I've been wondering lately if I'm sad. You see, I've been having these moments with the kiddies. These moments where they'll do something -- and it's not much, really -- but I will feel this pang. It's a gush of love, followed by this gut-tightening sickness, almost like nausea. It's an understanding that this moment will pass too soon. It's nostalgia before the moment is over. And then I get all teary and annoyed that I'm an overly sentimental sap. A sap who can be taken down by a smile, a giggle, a misspoken word.
But it happens so often now, with all of them, but especially with Zachary whose face and words have been turning me to mush. Like when we were making quiche and his job was to tear up pieces of cheese to put into a bowl. The cheese didn't make it to the bowl.
And then there's the way he greets me when he sees me at daycare - he runs and jumps off of the stairs and into my arms as though there is no way I could possibly drop him when he runs at me like that. And the way he always asks me (and his dad, and Roar), "How was your day today?" and then waits patiently for a response. And the way he says "fwee" instead of "three" when we're reading counting books, and how he asked me tonight, "How is that even possible?" when we read a book with a fly sitting in a trash can.
And the way his face lit up the other day, eyes open wide, literally
shaking with excitement when I told him that his friend David was going
to be at daycare that day; this despite the fact that he and David had
just played together at daycare the day before. Can you imagine that?
Being that kind of excited to see a friend again? I gush.

- Task A -
In the post, what was Zachary's job while they were making quiche?
- Task B -
Quote everything from "And the way his" down to "you imagine that?" in the post, word for word.
Answer from the post alone.

- Given data -
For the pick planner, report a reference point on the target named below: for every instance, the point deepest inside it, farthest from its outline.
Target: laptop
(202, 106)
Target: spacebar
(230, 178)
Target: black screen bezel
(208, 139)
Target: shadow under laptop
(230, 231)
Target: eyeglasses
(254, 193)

==

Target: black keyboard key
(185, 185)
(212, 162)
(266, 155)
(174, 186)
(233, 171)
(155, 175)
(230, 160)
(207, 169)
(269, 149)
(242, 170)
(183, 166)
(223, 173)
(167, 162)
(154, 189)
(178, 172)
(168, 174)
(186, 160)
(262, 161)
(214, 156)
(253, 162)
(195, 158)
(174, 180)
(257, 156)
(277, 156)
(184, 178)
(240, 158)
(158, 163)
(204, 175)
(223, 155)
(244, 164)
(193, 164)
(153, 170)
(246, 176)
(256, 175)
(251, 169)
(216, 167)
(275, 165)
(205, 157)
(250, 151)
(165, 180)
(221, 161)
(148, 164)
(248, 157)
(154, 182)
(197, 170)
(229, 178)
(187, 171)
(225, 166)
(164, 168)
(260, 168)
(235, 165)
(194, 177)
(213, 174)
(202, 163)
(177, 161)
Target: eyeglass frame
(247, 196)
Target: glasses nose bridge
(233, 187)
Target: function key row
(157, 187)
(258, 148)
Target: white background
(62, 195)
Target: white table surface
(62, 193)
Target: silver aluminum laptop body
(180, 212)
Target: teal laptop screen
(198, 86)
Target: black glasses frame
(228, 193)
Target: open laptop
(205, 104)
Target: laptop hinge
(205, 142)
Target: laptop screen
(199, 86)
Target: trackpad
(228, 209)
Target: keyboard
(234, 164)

- Exercise solution A -
His job was to tear up pieces of cheese to put into a bowl.

- Exercise solution B -
And the way his face lit up the other day, eyes open wide, literally
shaking with excitement when I told him that his friend David was going
to be at daycare that day; this despite the fact that he and David had
just played together at daycare the day before. Can you imagine that?